Reproduce every one of the records below verbatim, omitting the pictures from your answer.

**Recorded information**:
------------------------------------------------------------------------

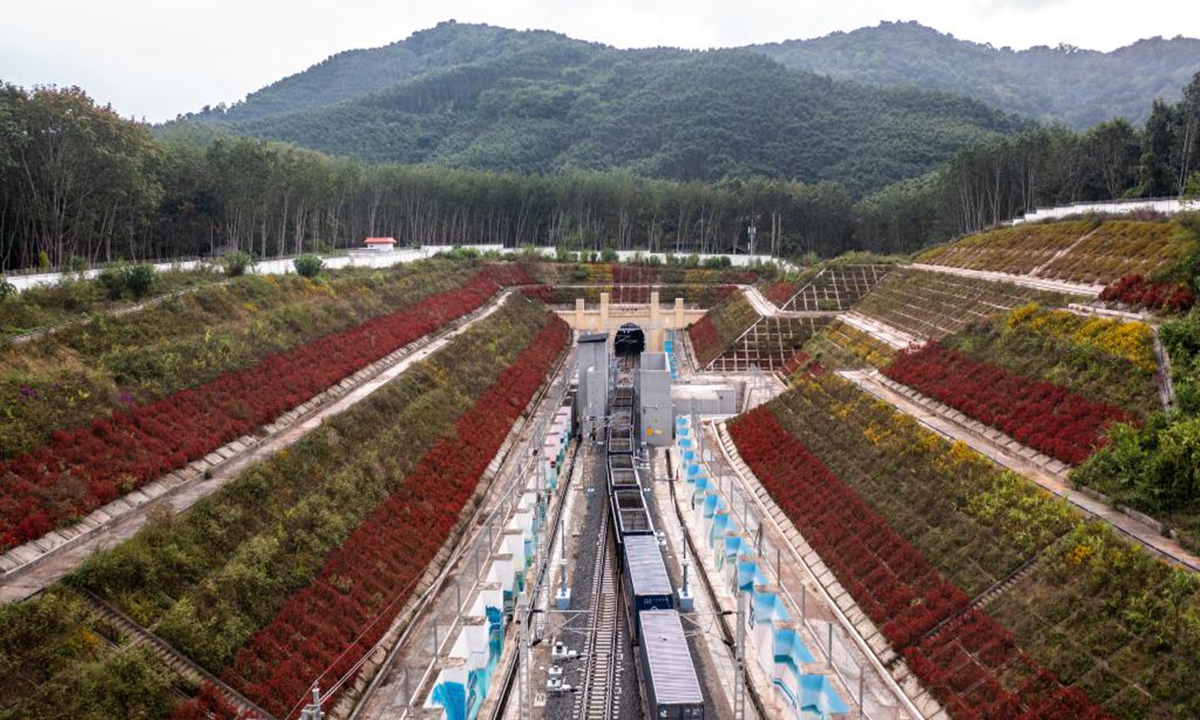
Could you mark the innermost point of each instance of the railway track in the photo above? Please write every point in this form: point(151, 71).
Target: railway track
point(172, 658)
point(600, 691)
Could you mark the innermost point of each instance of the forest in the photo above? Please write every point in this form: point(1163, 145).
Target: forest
point(1075, 87)
point(561, 106)
point(81, 185)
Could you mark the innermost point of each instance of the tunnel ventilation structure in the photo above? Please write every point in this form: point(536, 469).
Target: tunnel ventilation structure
point(629, 341)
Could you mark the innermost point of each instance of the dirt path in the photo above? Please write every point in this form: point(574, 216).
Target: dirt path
point(1038, 283)
point(1020, 459)
point(61, 559)
point(892, 336)
point(767, 309)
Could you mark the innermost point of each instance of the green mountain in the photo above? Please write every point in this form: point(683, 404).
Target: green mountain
point(484, 97)
point(1074, 85)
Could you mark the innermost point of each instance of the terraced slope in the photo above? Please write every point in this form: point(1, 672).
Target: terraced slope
point(928, 304)
point(359, 508)
point(1002, 600)
point(1080, 251)
point(768, 345)
point(837, 287)
point(720, 328)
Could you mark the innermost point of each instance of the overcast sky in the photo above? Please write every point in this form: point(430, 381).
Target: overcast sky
point(160, 58)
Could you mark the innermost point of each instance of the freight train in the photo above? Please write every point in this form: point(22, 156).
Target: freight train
point(666, 669)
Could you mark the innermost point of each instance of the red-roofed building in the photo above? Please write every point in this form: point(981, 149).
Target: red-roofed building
point(381, 244)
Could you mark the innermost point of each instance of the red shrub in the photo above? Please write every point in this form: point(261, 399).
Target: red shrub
point(1139, 292)
point(324, 629)
point(1042, 415)
point(961, 663)
point(81, 469)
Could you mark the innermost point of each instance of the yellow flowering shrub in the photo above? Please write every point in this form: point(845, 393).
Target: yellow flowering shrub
point(1131, 340)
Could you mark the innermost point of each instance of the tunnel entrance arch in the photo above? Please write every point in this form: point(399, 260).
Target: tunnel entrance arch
point(629, 341)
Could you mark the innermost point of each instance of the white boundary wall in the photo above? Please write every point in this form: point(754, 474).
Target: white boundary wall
point(1164, 205)
point(373, 259)
point(277, 267)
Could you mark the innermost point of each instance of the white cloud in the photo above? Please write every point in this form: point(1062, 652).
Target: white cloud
point(159, 58)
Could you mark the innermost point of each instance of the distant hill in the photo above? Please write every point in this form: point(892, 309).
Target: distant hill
point(539, 102)
point(1077, 87)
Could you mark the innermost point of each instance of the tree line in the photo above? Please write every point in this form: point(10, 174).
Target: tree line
point(1001, 178)
point(79, 185)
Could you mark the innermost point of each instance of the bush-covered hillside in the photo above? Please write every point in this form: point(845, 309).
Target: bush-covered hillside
point(550, 103)
point(1074, 85)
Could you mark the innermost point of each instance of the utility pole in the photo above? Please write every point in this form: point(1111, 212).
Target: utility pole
point(739, 683)
point(526, 658)
point(312, 711)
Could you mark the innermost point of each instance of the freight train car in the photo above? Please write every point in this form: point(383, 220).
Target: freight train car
point(671, 688)
point(629, 514)
point(646, 585)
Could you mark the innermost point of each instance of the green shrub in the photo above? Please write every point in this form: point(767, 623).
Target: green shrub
point(141, 279)
point(309, 265)
point(461, 253)
point(237, 263)
point(114, 280)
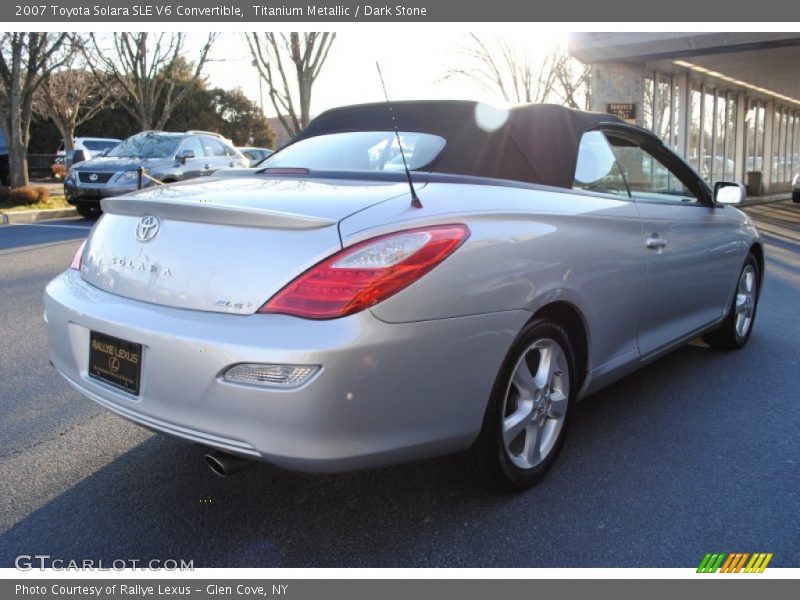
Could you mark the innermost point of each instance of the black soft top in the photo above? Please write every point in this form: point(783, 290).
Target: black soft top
point(538, 143)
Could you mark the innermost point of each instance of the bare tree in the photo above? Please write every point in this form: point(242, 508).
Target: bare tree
point(71, 97)
point(26, 62)
point(276, 55)
point(573, 82)
point(147, 69)
point(499, 67)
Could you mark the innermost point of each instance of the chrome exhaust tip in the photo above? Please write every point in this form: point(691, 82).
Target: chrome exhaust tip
point(223, 464)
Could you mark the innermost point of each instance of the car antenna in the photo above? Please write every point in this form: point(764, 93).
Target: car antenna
point(415, 201)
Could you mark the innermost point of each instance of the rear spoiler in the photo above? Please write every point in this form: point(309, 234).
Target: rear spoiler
point(206, 212)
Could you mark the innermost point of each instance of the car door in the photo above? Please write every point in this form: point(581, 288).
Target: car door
point(691, 247)
point(217, 157)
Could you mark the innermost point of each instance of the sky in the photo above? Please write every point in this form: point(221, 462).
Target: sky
point(412, 66)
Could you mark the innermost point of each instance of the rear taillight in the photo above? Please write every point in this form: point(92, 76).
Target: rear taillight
point(78, 258)
point(366, 273)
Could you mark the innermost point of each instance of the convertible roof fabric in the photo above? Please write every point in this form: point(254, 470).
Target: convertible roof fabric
point(537, 143)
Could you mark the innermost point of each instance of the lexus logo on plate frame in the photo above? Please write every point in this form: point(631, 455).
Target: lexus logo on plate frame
point(147, 228)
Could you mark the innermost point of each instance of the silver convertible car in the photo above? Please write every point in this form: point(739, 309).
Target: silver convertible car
point(334, 310)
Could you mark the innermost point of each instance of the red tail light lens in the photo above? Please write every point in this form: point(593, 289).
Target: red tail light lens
point(366, 273)
point(78, 258)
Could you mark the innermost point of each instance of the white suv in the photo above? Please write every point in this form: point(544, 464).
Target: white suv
point(91, 147)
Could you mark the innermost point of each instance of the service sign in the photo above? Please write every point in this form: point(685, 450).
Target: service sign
point(624, 110)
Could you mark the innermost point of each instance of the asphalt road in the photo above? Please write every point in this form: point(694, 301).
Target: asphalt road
point(698, 452)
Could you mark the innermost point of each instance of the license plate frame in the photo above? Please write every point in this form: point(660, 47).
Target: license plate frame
point(116, 362)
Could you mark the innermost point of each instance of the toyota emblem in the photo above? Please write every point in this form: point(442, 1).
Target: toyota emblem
point(147, 228)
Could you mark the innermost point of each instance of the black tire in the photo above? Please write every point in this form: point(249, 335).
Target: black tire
point(489, 459)
point(727, 336)
point(89, 211)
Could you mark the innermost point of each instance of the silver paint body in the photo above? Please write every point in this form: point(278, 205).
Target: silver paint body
point(411, 377)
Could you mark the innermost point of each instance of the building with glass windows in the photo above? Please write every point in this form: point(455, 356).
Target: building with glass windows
point(729, 103)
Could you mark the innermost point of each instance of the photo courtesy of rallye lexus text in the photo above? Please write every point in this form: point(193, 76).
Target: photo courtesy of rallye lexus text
point(331, 310)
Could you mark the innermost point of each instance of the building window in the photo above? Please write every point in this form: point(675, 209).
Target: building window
point(754, 135)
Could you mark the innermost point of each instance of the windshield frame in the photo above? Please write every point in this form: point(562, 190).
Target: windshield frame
point(121, 149)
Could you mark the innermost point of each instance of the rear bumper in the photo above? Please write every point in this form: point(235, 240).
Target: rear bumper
point(387, 392)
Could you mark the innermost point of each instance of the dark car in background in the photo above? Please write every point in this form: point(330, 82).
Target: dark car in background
point(255, 155)
point(164, 157)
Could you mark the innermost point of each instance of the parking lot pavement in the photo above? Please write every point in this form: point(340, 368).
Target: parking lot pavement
point(698, 452)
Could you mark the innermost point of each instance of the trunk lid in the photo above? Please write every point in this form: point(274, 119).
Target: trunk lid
point(223, 245)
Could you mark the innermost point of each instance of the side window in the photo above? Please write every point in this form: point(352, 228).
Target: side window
point(648, 179)
point(596, 169)
point(213, 147)
point(193, 143)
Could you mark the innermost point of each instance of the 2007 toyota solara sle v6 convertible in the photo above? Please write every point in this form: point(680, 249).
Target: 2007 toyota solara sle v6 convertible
point(369, 296)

------------------------------------------------------------------------

**Final result**:
Could you mark the innermost point of each instance of the railway track in the photo above? Please write every point in this form: point(151, 71).
Target: railway track
point(172, 658)
point(600, 691)
Could you mark the innermost point of each instance of the forest in the photo above? Please write every point in this form: point(1163, 145).
Target: forest
point(1075, 87)
point(561, 106)
point(81, 185)
Could you mark the innermost point of each instance of the tunnel ventilation structure in the photo above? Please write every point in this form: point(536, 469).
Target: tunnel ventilation structure
point(629, 341)
Could you mark the innermost point of each instance of the dirt path in the photo above? Please write every point in this form: point(574, 216).
Target: dirt path
point(1038, 283)
point(1020, 459)
point(61, 559)
point(892, 336)
point(767, 309)
Could you mark the innermost point of each instance of the green mountain in the photo above? Please write every point in this form: point(683, 404).
Target: green mountain
point(484, 97)
point(1074, 85)
Could you mark the innermost point of each instance of the terraced slope in the photo above? Please write every point in this form: point(1, 672).
Target: terraced slope
point(928, 304)
point(359, 508)
point(1002, 600)
point(1080, 251)
point(768, 345)
point(837, 287)
point(720, 328)
Could you mark the innermost point of each instance of the overcast sky in the photo above? Please write every point in this form: point(430, 381).
Target: overcast sky
point(160, 58)
Could you mark the innermost point of each instance of the freight train in the photo above? Please write every point in this form: point(22, 156).
Target: freight train
point(666, 669)
Could you mark the innermost point of each instance of the red-roofed building in the photo above? Please write every point in this form: point(981, 149).
Target: red-roofed building
point(381, 244)
Could you mark the innermost point of each instance of the red shrub in the photo above? Please write every point in this form: point(261, 399).
Target: red shrub
point(1139, 292)
point(324, 629)
point(1042, 415)
point(961, 663)
point(81, 469)
Could you mark the innermost point of each instance of the yellow flowering shrub in the photo above? Please write every point in this form: point(845, 393).
Target: yellow flowering shrub
point(1131, 340)
Could you mark the innermost point of each instance of the tunnel entrance arch in the photo above? Please write every point in this form: point(399, 260).
Target: tunnel entrance arch
point(629, 341)
Could you mark the innermost point of each instance of the white boundary wall in the photo above? Please write every point in this form: point(754, 474).
Target: white boundary wall
point(1164, 205)
point(373, 259)
point(277, 267)
Could you mark the innermost point of each instance of the white cloud in the photo above? Please write every point in this form: point(1062, 652).
Target: white cloud
point(159, 58)
Could you mark the innermost point of each instance of the distant hill in the photo above? Please write every point in this form: point(892, 309).
Target: distant hill
point(539, 102)
point(1077, 87)
Could you mark the innermost point of each instance of the tree line in the photo above? Please write every point in this form: point(10, 174).
Target: tree line
point(1001, 178)
point(79, 185)
Could you mark the innermost point of each instance of the bush-covered hillside in the photo above? Please write every point in this form: point(845, 309).
Target: bush-covered hillside
point(550, 103)
point(1074, 85)
Could you mark the innermost point of each instance of the utility pole in the photo above? Please write every point in this form: point(1111, 212).
Target: utility pole
point(739, 683)
point(526, 658)
point(312, 711)
Could you mark the innermost point of each instance of the freight train car in the photo above? Please write every point in this form: point(383, 220).
Target: freight train car
point(671, 688)
point(629, 514)
point(646, 585)
Could you mark the innermost point of each instance of the green shrub in the photo above? Please write every point in this form: point(767, 623).
Target: green shrub
point(141, 279)
point(309, 265)
point(461, 253)
point(237, 263)
point(114, 280)
Could you mark the innermost point of each instance of the black soft top in the photo above? Please write every point in this form: point(783, 290).
Target: black soft top
point(538, 143)
Could you mark the innermost point of each instance of the bare tree in the photo above? Please write every point in this form: point(242, 508).
Target: bare tree
point(71, 97)
point(26, 62)
point(276, 55)
point(573, 82)
point(147, 69)
point(499, 67)
Could you mark the innermost point of each instance of the chrome exhaust tip in the photo above? Please write every point in this form: point(691, 82).
Target: chrome exhaust tip
point(223, 464)
Could you mark the innermost point of each instance of the car antenna in the photo above? Please write every point in this form: point(764, 93).
Target: car antenna
point(415, 201)
Could you mark the innermost point of each instance of the rear spoiler in the photo above? Please write every point in this form: point(309, 234).
Target: rear spoiler
point(206, 212)
Could you mark the innermost point of each instance of the car door in the photo above? Please write every point in this form: point(581, 288).
Target: car door
point(691, 247)
point(217, 157)
Could you mark the innermost point of each instance of the sky in the photo above? Please write every point in this form: point(221, 462).
Target: sky
point(412, 66)
Could you mark the innermost point of each instance of the rear taillight in the photo above? Please write every point in this form: point(92, 76).
Target: rear taillight
point(78, 258)
point(366, 273)
Could you mark the innermost point of each instance of the convertible roof fabric in the photo above? Please write every point in this form: point(254, 470).
Target: convertible roof fabric
point(537, 143)
Could you mark the innermost point of each instance of the lexus logo on plate frame in the photo above? Please write every point in this form: point(631, 455).
Target: lexus logo on plate frame
point(147, 228)
Could you mark the innermost point of each instance of the silver convertible car in the photo above? Please write every point in this form: point(739, 309).
Target: silver convertible car
point(334, 310)
Could you mark the innermost point of each instance of the red tail light lens in the photo above? Please write every point in this form: point(593, 289).
Target: red tail light lens
point(366, 273)
point(78, 258)
Could you mark the innermost point of each instance of the white suv in the photo above? Please write every point in this form: point(544, 464).
Target: white suv
point(91, 147)
Could you mark the innermost point of each instance of the service sign in the photo above? Please write every point in this form: point(685, 450).
Target: service sign
point(624, 110)
Could you mark the innermost point of each instance of the asphalt road in the photo above? Please write every point in this form: point(694, 301).
Target: asphalt road
point(698, 452)
Could you mark the innermost point of each instance of the license plate frame in the photo above? Please write every point in this form: point(660, 47).
Target: license plate frame
point(116, 362)
Could you mark the innermost point of each instance of the toyota emblem in the photo above? Please write every point in this form: point(442, 1).
Target: toyota emblem
point(147, 228)
Could you mark the innermost point of each instance of the black tire in the photo above? Please write every point in this form: point(249, 335).
Target: black tire
point(489, 459)
point(727, 336)
point(89, 211)
Could you mark the innermost point of each instance of the silver paint body in the photo above? Please write every point in this form: point(278, 205).
Target: silver paint body
point(411, 377)
Could you mark the innermost point of each instance of the building with glass windows in the photo above? Please write every point in this form: point(455, 356).
Target: building with glass windows
point(729, 103)
Could you mark the innermost point of each instance of the photo courtesy of rallye lexus text in the photo above? Please write every point in this form: point(193, 76).
Target: photo courtesy of rallye lexus text
point(331, 310)
Could you mark the innermost point of each instance of the building window in the photo above? Please write every point in this form: point(675, 209).
Target: building window
point(754, 135)
Could you mark the innermost point of each instance of the windshield frame in the photo above? Please write every point in this form: point(562, 190).
Target: windshield frame
point(121, 149)
Could you mark the innermost point of each instance of the rear bumper in the photo above? Please write every point in this form: point(235, 240).
Target: rear bumper
point(387, 392)
Could you mark the innermost point of each instance of the dark car in background in the photo above? Please write every point in this form: point(330, 82).
Target: dark car in background
point(255, 155)
point(164, 157)
Could you mark the innermost point of each instance of the parking lot pavement in the photo above? Please write every point in this form: point(340, 368).
Target: parking lot pavement
point(698, 452)
Could you mark the innermost point of each instance of the trunk lid in the photo above? Please write every point in this form: point(274, 119).
Target: trunk lid
point(223, 245)
Could you mark the innermost point of each instance of the side window in the photo above? Please write every point in this form: point(352, 228).
Target: side window
point(648, 179)
point(596, 169)
point(213, 147)
point(193, 143)
Could you mark the innermost point of each instance of the 2007 toyota solara sle v6 convertible in the photo above? Please write every point in this form: point(680, 249).
Target: 2007 toyota solara sle v6 convertible
point(369, 296)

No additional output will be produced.